══ INFORMATION SUPPLIED

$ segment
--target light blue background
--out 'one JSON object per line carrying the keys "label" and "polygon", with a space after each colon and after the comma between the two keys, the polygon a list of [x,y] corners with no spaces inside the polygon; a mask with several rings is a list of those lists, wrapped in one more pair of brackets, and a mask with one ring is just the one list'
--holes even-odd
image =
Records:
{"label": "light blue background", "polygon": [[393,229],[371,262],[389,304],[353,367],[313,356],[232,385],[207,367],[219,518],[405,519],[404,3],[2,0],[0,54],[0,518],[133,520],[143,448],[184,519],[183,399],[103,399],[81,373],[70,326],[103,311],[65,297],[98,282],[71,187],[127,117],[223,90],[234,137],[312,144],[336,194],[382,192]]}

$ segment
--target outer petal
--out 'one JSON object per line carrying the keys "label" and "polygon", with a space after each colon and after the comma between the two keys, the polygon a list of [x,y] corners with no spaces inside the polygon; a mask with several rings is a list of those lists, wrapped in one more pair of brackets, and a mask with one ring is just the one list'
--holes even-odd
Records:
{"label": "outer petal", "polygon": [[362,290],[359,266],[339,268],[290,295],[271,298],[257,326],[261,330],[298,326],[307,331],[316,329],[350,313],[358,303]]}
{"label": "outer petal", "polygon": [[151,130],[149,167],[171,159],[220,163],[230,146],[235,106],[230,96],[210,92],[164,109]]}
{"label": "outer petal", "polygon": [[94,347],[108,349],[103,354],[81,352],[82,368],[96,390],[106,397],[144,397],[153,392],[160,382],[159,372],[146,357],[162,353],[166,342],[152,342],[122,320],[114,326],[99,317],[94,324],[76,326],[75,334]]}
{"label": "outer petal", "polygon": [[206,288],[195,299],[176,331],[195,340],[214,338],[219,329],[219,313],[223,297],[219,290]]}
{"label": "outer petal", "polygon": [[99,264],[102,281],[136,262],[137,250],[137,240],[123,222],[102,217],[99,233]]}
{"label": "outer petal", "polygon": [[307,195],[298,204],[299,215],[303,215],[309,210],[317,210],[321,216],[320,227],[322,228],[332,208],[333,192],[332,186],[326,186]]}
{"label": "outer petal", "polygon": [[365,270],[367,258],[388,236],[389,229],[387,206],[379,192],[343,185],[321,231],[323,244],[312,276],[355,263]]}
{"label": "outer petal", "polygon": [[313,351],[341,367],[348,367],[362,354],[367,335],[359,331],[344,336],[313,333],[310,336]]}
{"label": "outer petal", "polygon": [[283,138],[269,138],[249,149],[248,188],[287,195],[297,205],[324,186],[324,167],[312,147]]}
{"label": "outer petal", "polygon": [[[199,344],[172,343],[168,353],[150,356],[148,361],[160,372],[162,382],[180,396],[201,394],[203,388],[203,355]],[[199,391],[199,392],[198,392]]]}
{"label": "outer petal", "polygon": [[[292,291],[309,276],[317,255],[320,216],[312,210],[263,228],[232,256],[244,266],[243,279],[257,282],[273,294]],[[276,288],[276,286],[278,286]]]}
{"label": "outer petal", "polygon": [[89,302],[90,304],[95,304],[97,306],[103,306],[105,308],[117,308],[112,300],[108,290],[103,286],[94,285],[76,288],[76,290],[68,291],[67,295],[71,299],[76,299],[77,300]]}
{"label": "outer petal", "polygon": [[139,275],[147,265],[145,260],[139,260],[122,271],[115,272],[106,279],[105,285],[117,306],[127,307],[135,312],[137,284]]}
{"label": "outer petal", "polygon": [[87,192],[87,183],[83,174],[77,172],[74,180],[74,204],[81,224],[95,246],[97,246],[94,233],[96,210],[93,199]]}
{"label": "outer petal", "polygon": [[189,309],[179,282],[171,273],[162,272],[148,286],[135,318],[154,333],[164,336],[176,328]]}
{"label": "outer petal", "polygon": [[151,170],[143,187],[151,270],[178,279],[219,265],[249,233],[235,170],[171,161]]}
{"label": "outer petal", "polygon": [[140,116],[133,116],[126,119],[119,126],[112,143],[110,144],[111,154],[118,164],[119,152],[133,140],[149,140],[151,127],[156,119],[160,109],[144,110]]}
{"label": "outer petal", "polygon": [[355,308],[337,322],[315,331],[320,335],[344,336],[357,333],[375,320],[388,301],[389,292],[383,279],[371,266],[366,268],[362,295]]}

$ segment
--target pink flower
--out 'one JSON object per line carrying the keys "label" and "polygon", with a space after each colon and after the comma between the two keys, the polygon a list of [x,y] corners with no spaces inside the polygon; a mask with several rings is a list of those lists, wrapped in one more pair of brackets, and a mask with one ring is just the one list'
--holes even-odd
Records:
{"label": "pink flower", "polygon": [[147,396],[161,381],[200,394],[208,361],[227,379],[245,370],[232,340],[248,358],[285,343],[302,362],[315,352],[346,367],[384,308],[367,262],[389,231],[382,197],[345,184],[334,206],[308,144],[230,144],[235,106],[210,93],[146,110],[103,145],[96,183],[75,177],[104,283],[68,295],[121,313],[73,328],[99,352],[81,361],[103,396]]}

════

PROBLEM STATEMENT >> Locate every line of the listing above that contains the word "target" and copy each of those lines out in full.

RESPONSE BELOW >>
--target light blue background
--target outer petal
--target pink flower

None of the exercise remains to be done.